begin Text
“Industry” star Alex Alomar Akpobome shares about his passion and journey in the entertainment industry while reminiscing unforgettable moments from the shows he has played in
Growing up in Glendale, California, Alex Alomar Akpobome wanted to be a pizza delivery boy before dreaming of working as a clown. At around eight or nine years old, he found himself obsessed with the family comedy movie “Home Alone” and action fantasy “Hook,” to the point that he ended up learning the scripts of both films. Little did he know, this childhood obsession became an earnest passion for acting. Having done several school plays, Akpobome was called “a terrific actor” by his principal—a comment that stuck with him.
Today, Akpobome has played in a number of successful series, including the semi-autobiographical comedy “Twenties,” “For All Mankind” and “Industry.” Akpobome is also into street skateboarding, a longstanding passion from his teenager years. DA MAN talks with Akpobome about his journey in the entertainment industry, as well as his childhood and hope for his future.
DAMAN: Hello, Alex! Thank you very much for being with us today. How are you doing?
Alex Alomar Akpobome: Cheers! Thank you for having me. Life is swell currently and I’ve had a rather pleasant go of things. Very few complaints and trying to enjoy life moment to moment and not let it pass me by.
DAMAN: How’s your 2022 been going so far?
Alex Alomar Akpobome: The amount of change in this year and the last have been surreal, jarring and a dream come true. A real rollercoaster. But I’d like to think in the past month or so I’ve begun to acclimate myself to giving up bussing tables and embracing life as a full-time actor. Although I do think I have some serious God-given talent for clearing a table in less than two minutes.
DAMAN: Could you share a little about yourself?
Alex Alomar Akpobome: I was born in Hollywood, but grew up mainly in Glendale. In elementary school I wanted to deliver pizzas, which then changed into hoping to work as a clown. As I went through my teenage years, I was very committed to becoming a professional skateboarder. The only trouble was that I was too vain to jump off anything too large and ruin my face. Secretly, I feel I knew I always wanted to act but found the occupation embarrassing to fully commit to. When I finally did in my early 20s, I knew there was nothing else I would ever do. I vividly remember telling myself around that time that I was prepared to be a lonely 60-year-old man if it meant I tried my best and gave it my all.
end Text
begin Dataset rows
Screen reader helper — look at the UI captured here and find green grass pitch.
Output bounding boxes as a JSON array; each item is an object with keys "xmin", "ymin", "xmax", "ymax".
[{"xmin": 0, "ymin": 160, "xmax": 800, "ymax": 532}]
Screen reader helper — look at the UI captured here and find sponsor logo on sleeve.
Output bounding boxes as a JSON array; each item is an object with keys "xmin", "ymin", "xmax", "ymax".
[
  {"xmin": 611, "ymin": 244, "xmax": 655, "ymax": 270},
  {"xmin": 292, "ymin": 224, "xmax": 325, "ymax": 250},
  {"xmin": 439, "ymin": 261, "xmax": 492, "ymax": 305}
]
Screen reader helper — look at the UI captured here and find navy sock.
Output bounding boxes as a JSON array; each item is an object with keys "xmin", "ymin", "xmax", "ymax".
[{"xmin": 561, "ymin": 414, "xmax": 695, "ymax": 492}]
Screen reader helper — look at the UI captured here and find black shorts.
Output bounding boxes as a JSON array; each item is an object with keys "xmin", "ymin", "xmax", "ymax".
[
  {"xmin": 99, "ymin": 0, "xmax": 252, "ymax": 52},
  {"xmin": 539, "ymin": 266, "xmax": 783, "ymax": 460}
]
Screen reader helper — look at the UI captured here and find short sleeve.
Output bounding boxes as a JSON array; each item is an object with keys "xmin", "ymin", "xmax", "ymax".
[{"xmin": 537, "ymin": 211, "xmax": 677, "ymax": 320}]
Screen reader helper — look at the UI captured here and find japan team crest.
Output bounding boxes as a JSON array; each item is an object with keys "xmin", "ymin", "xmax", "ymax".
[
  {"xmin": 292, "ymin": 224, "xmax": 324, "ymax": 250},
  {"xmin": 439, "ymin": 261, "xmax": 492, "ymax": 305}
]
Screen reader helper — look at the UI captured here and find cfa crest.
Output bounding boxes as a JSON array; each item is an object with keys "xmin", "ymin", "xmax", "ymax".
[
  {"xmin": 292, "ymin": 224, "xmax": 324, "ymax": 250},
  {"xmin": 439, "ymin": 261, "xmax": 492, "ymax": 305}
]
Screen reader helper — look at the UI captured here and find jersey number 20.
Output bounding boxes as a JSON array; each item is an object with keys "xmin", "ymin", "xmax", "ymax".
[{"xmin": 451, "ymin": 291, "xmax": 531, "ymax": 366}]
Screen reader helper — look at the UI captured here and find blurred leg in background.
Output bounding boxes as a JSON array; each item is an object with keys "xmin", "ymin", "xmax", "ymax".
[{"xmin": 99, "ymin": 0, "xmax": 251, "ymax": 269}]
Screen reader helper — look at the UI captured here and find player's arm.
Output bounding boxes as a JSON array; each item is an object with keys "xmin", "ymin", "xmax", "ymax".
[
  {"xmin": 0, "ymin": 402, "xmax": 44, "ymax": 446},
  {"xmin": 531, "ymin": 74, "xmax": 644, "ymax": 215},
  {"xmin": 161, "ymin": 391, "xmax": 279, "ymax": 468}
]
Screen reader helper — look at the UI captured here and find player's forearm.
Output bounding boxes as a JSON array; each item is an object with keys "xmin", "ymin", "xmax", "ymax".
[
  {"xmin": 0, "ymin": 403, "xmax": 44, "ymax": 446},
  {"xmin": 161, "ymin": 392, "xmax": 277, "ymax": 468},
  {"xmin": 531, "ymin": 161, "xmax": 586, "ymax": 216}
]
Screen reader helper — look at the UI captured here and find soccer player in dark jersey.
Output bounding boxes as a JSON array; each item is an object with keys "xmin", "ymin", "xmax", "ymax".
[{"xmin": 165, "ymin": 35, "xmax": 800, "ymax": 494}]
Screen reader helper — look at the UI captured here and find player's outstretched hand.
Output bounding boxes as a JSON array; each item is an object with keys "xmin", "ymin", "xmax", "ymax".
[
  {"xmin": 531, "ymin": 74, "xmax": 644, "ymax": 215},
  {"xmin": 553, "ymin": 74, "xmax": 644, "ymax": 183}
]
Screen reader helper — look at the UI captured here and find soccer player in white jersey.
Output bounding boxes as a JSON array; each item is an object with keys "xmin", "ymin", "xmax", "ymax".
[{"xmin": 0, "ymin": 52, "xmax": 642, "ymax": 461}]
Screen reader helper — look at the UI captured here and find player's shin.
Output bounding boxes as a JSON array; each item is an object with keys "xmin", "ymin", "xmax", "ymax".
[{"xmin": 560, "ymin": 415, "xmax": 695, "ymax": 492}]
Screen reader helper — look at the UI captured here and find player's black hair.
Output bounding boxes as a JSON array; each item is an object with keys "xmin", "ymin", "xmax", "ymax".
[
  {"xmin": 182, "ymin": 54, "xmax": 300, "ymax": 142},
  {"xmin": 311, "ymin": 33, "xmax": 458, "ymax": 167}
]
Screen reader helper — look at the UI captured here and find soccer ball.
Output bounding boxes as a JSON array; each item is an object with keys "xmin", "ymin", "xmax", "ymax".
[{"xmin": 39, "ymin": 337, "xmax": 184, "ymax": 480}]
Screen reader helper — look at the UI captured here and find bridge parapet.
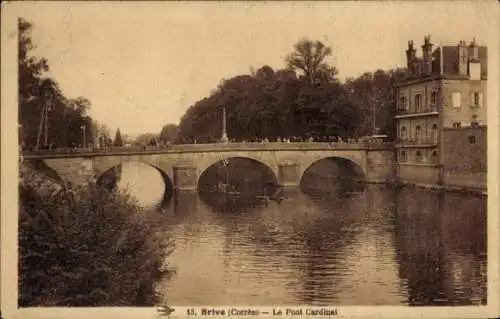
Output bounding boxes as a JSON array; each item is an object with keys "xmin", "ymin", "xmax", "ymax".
[{"xmin": 23, "ymin": 142, "xmax": 393, "ymax": 159}]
end Dataset rows
### Task instructions
**a.** Transcribe everything in the interview from "DAMAN: How’s your" down to "than two minutes.".
**b.** Summarize the interview with Alex Alomar Akpobome in two sentences.
**c.** Extend the interview with Alex Alomar Akpobome beyond the point where it stops.

### The results
**a.**
DAMAN: How’s your 2022 been going so far?
Alex Alomar Akpobome: The amount of change in this year and the last have been surreal, jarring and a dream come true. A real rollercoaster. But I’d like to think in the past month or so I’ve begun to acclimate myself to giving up bussing tables and embracing life as a full-time actor. Although I do think I have some serious God-given talent for clearing a table in less than two minutes.

**b.** Alex Alomar Akpobome grew up mainly in Glendale, California, where a childhood obsession with "Home Alone" and "Hook" became a passion for acting, and he has since appeared in series including "Twenties," "For All Mankind" and "Industry." Speaking with DA MAN, he describes recently giving up bussing tables to act full-time and recalls that he fully committed to acting in his early 20s, after earlier hopes of delivering pizzas, working as a clown and becoming a professional skateboarder.

**c.**
DAMAN: Looking back, how did your childhood shape you as an actor?
Alex Alomar Akpobome: My mom was a single parent who worked a 9-to-5 job to support us, which gave me quite a lot of time on my own. At around eight or nine-years-old I was obsessed with the movies “Home Alone” and “Hook,” and through osmosis ended up learning the entire scripts of both. So, that was an early signal towards life in this profession. Shortly after that I did a few school plays and the principal told me that she thought “I was a terrific actor” even though she ended kicking me out of the school two weeks later. But her comment stuck. It’s also useful to acknowledge that I played with G.I. Joes in the bathtub for hours on end until a very inappropriate age—I think I called it quits at 12. So, in some sense it was an incredibly lonely childhood. But also, I imagine it had a very strong impact on my imagination and sense of play.
DAMAN: Are there any established actors that inspired you?
Alex Alomar Akpobome: Jack Nicholson’s sense of the absurd, Marlon Brando’s poetic quality and Sean Penn’s strength to be completely uncompromising.
DAMAN: Until last year, you starred in the series titled “Twenties,” where you play a character named Ben. Can you tell us a bit about him?
Alex Alomar Akpobome: Ben is Marie’s [played by Christina Elmore] co-worker at Monument Pictures. In the first season he was a pretentious, chauvinistic brown noser. The second season was more nuanced and Ben’s story was more tied in competing to be Nia’s [played by Gabrielle Graham] potential love interest alongside Tristan [played by Big Sean].
DAMAN: Did you find any similarities between yourself and Ben?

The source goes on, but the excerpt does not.